[STUDY MATERIAL Boundary: Start]
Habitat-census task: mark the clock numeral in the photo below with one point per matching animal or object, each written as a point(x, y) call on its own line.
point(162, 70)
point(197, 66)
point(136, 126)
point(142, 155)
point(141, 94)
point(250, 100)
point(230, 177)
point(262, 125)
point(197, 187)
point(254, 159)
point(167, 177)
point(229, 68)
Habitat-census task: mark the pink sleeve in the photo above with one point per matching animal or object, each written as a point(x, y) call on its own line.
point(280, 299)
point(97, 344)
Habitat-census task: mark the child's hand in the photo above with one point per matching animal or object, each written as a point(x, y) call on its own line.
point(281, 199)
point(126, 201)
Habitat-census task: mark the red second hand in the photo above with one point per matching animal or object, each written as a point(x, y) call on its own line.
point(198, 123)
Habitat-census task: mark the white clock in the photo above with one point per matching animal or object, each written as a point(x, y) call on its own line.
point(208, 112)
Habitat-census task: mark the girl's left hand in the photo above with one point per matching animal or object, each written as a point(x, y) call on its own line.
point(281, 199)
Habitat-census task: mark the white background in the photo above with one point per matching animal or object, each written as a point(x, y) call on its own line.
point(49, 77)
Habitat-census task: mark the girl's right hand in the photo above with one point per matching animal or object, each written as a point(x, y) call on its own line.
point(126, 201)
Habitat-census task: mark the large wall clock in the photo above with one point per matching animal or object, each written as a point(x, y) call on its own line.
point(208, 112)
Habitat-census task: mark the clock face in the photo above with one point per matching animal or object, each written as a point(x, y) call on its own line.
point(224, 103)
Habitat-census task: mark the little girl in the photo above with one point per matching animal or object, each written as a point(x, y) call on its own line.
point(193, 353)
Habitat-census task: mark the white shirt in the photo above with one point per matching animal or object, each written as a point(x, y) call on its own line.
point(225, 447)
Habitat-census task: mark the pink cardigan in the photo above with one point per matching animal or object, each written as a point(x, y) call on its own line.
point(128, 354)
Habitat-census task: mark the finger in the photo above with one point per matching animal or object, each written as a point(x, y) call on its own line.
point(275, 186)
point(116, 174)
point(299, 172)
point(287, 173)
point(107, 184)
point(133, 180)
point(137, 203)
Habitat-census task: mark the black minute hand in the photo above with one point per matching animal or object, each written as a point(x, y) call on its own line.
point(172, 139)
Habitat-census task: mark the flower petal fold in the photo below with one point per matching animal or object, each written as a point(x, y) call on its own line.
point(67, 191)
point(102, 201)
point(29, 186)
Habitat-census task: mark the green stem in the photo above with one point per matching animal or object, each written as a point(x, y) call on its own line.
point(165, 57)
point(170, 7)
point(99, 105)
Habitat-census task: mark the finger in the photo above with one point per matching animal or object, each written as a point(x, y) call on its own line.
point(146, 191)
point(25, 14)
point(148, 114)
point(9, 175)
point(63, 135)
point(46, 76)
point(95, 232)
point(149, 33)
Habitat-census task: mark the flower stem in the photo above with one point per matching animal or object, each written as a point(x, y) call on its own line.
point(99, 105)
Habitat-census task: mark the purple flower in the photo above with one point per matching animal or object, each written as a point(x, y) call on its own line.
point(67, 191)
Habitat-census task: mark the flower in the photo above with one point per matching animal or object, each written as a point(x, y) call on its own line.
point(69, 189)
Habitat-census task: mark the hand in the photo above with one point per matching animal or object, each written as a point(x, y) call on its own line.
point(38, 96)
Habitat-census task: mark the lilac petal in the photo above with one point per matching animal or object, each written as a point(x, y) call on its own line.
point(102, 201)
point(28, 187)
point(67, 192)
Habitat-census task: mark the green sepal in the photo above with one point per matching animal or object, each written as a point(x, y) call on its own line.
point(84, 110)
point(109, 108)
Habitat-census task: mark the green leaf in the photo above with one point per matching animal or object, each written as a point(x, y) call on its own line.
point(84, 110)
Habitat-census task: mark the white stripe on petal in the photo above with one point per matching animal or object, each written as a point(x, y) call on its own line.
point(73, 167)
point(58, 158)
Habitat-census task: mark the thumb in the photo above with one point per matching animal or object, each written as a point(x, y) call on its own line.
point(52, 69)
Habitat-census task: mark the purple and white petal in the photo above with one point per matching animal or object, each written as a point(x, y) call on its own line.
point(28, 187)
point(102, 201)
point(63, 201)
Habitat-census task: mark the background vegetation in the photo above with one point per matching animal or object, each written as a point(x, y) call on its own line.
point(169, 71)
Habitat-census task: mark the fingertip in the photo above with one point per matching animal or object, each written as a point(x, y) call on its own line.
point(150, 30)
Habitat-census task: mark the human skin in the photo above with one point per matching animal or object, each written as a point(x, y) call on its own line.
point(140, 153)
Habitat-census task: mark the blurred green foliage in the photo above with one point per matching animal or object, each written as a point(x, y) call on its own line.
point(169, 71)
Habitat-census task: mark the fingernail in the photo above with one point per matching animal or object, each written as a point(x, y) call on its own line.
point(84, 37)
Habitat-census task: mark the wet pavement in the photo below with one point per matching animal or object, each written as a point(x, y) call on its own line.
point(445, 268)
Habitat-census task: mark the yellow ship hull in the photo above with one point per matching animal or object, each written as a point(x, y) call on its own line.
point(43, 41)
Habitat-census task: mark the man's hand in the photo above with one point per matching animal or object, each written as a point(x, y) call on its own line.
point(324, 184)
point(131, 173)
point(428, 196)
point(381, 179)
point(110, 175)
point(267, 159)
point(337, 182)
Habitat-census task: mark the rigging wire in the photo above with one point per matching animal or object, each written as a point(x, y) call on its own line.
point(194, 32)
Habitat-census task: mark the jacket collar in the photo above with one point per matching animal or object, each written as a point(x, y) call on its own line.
[STUDY MATERIAL Boundary: End]
The reply must repeat all of the records precisely.

FINAL ANSWER ->
Habitat-census task: mark the clock numeral in the photo below with one point per matching animal or object, each written as a point(x, y) call on its own line.
point(162, 70)
point(197, 66)
point(136, 126)
point(142, 155)
point(141, 94)
point(250, 100)
point(230, 177)
point(262, 125)
point(197, 187)
point(254, 159)
point(167, 177)
point(229, 68)
Habitat-census task: mark the pink sleeve in the photo above with one point per matching animal or object, each written as a point(x, y) call on its own line.
point(280, 299)
point(97, 344)
Habitat-census task: mark the child's hand in the photo above with one point per matching animal or object, each written as a point(x, y) call on its own line.
point(281, 199)
point(126, 201)
Habitat-census task: mark the red second hand in the photo above with one point per matching animal or object, each written as a point(x, y) call on its own line.
point(198, 123)
Habitat-census task: mark the white clock in the photo above with one point per matching animal or object, each written as a point(x, y) call on its own line.
point(208, 112)
Habitat-census task: mark the girl's left hand in the photo above with one point per matching animal or object, each written as a point(x, y) call on its own line.
point(281, 199)
Habitat-census task: mark the white background in the photo above with one point per matching animal or object, each written as a point(x, y) call on its own line.
point(49, 77)
Habitat-census task: mark the girl's right hand in the photo above with one point per matching animal or object, each written as a point(x, y) call on its own line.
point(126, 201)
Habitat-census task: mark the large wall clock in the photo above with one point per matching animal or object, each written as a point(x, y) call on its own line.
point(208, 112)
Habitat-census task: mark the clock face in the photo above with one point per matching animal or object, each written as a point(x, y) call on its own line.
point(224, 103)
Habitat-census task: mark the little girl in the photo above with one point per matching animal or object, each written as a point(x, y) call on its own line.
point(193, 353)
Habitat-census task: mark the white shirt in the photo above with one point per matching animal or object, each written as a point(x, y) call on its own line.
point(225, 447)
Habitat-census task: mark the pink cardigan in the photo above with one point per matching animal or object, each written as a point(x, y) call on its own line.
point(128, 354)
Habitat-census task: mark the finger in the photo above with one point per matching animal or object, each written as a point(x, y) call on its own line.
point(275, 186)
point(116, 174)
point(299, 172)
point(287, 173)
point(107, 184)
point(133, 180)
point(137, 203)
Habitat-census task: mark the black minute hand in the photo above with one point per matching animal or object, each written as a point(x, y) call on its own line.
point(172, 139)
Habitat-census task: mark the flower petal fold in the photo below with one point per matching animal or object, each written as a point(x, y) call on its own line.
point(67, 191)
point(102, 201)
point(29, 186)
Habitat-census task: mark the green stem in the photo above with one point per matching animal or object, each written as a point(x, y) call on its own line.
point(165, 57)
point(170, 7)
point(99, 105)
Habitat-census task: mark the finger in the photo above with one point per matching animal or object, each written as a point(x, y) call on its own line.
point(146, 191)
point(25, 14)
point(148, 114)
point(9, 175)
point(63, 135)
point(46, 76)
point(95, 232)
point(149, 33)
Habitat-census task: mark the flower stem in the photo above with one point per matching animal or object, each written as a point(x, y) call on its own line.
point(99, 105)
Habitat-census task: mark the purple flower in the photo above with one point per matching animal or object, each written as a point(x, y) call on its own line.
point(67, 191)
Habitat-census task: mark the flower in the photo above with one point per matching animal or object, each written as a point(x, y) call on its own line.
point(69, 189)
Habitat-census task: mark the hand in the photo above with one point per matching animal or object, each written as a point(x, y) call on its own line.
point(38, 96)
Habitat-census task: mark the lilac petal in the photo above with one point per matching animal or object, each written as a point(x, y) call on its own line.
point(102, 201)
point(28, 187)
point(67, 192)
Habitat-census task: mark the green sepal in the photo above with one point per matching animal or object, each written as a point(x, y) call on its own line.
point(84, 110)
point(109, 108)
Habitat-census task: mark the green leaf in the photo above with one point per matching animal or object, each written as a point(x, y) call on its own line.
point(84, 110)
Habitat-census task: mark the white stripe on petal in the photo above with one point per matching animal or object, each written as a point(x, y) call on its own line.
point(73, 167)
point(58, 158)
Habitat-census task: mark the thumb in the photo above with one point per matching animal or object, each written as a point(x, y) call on its own line.
point(52, 69)
Habitat-census task: mark the purple and white petal in the photo above with one point per matching animal or object, each written as a point(x, y) call on its own line.
point(28, 187)
point(102, 201)
point(63, 201)
Habitat-census task: mark the background vegetation in the photo above with one point per matching animal or object, each written as a point(x, y) call on its own line.
point(169, 71)
Habitat-census task: mark the fingertip in the photo above with one point per matching animal or object, each written as a point(x, y) call on its own line.
point(150, 30)
Habitat-census task: mark the human skin in the photo above with one point per matching animal or object, each written as a point(x, y) call on its own line.
point(140, 153)
Habitat-census task: mark the blurred green foliage in the photo above with one point per matching animal or object, each written as a point(x, y) call on its own line.
point(169, 71)
Habitat-census task: mark the fingernail in the photo above with one point per matching animal or object, each written as a point(x, y) call on its own line.
point(84, 37)
Habitat-census task: mark the wet pavement in the photo below with one point per matching animal or object, each written as a point(x, y) call on its own line.
point(445, 268)
Habitat-census task: mark the yellow ship hull in the photo above with one point per matching animal or object, each written as a point(x, y) call on its own line.
point(43, 41)
Habitat-census task: mark the man's hand in the photo above with one point per matching animal or object, each written as a point(x, y) call on its own line.
point(324, 184)
point(131, 173)
point(428, 196)
point(381, 179)
point(110, 175)
point(267, 159)
point(337, 182)
Habitat-census task: mark the rigging wire in the photo above with one point per matching animal or object, each written as a point(x, y) call on its own line.
point(194, 32)
Habitat-census task: mark the jacket collar in the photo above with one point per matching animal or object, each written as a point(x, y) call on its own line.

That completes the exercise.